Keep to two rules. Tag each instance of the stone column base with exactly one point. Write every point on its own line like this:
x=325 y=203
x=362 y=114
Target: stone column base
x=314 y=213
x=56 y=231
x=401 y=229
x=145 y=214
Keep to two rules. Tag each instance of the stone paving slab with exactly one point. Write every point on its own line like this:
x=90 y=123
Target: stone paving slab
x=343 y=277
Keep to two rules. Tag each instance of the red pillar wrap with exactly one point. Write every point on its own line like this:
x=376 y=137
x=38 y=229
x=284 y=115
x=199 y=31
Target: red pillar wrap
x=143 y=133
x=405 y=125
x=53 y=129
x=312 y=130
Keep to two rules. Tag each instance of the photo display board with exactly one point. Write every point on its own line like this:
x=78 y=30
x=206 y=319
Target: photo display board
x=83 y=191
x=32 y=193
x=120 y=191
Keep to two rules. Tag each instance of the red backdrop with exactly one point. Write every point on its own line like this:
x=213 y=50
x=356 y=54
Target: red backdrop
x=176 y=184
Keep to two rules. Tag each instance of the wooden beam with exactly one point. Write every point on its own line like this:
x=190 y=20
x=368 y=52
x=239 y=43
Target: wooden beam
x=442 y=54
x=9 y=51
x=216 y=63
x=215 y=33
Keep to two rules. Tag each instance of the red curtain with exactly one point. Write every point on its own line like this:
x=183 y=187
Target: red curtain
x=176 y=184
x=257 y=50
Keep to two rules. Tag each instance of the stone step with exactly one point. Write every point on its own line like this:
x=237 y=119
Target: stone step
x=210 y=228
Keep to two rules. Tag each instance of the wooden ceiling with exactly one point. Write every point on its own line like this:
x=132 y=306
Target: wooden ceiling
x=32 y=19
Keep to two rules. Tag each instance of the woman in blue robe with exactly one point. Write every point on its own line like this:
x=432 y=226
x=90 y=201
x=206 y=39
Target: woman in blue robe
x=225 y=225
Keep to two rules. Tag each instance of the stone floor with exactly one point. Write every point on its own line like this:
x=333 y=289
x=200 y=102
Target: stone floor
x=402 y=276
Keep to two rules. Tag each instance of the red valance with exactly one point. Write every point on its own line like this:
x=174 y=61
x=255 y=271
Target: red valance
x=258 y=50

====

# SHORT PROBLEM
Reproduce all of the items above line by line, leaving every word and every point unchanged.

# TASK RESPONSE
Keep to two rules. Tag each instance of the stone column base with exactly one point. Write every point on its own line like this:
x=325 y=203
x=362 y=114
Target: stone column base
x=314 y=213
x=56 y=231
x=401 y=229
x=145 y=214
Keep to two rules. Tag each instance of the stone paving slab with exactly one point. Write every point on its own line like this:
x=90 y=123
Target: stone paving slab
x=343 y=277
Keep to two rules. Tag each instance of the red pillar wrap with exactly one point. Write every point on its own line like this:
x=376 y=137
x=38 y=229
x=284 y=115
x=199 y=31
Target: red pillar wrap
x=143 y=133
x=405 y=125
x=53 y=129
x=312 y=130
Keep to two rules. Tag each instance of the photo display board with exactly one point. Write every point on its own line like this:
x=78 y=30
x=206 y=319
Target: photo display board
x=83 y=191
x=32 y=193
x=120 y=191
Keep to two rules. Tag each instance of the red backdrop with exactly one point. Write every point on its own line like this:
x=213 y=50
x=356 y=54
Target: red backdrop
x=176 y=184
Keep to two rules. Tag each instance of the wooden beam with exactly one point. Write every point on its own line like this:
x=190 y=20
x=368 y=52
x=239 y=43
Target: wooden beam
x=442 y=54
x=9 y=51
x=216 y=63
x=215 y=33
Keep to two rules. Tag each instance of the red curtain with exactly one point. Write every point on its own line like this:
x=183 y=187
Target: red curtain
x=176 y=184
x=257 y=50
Keep to two rules. Tag each instance of the stone step with exactly one point. Write every point on its own line like this:
x=237 y=119
Target: stone step
x=210 y=228
Keep to two rules. Tag each instance of the wooden ceiling with exactly one point. Write every point on its own line like this:
x=132 y=306
Target: wooden ceiling
x=32 y=19
Keep to two rules. Tag each instance of the woman in blue robe with exactly one point. Write every point on its own line like this:
x=432 y=226
x=90 y=201
x=206 y=39
Target: woman in blue robe
x=225 y=225
Keep to two rules. Tag each instance of the stone floor with exactly one point. Write every point on its own line like this:
x=333 y=289
x=200 y=102
Target: stone floor
x=402 y=276
Keep to two rules. Tag each instance of the red valance with exactly one point. Write every point on its own line like this:
x=174 y=61
x=255 y=271
Target: red valance
x=258 y=50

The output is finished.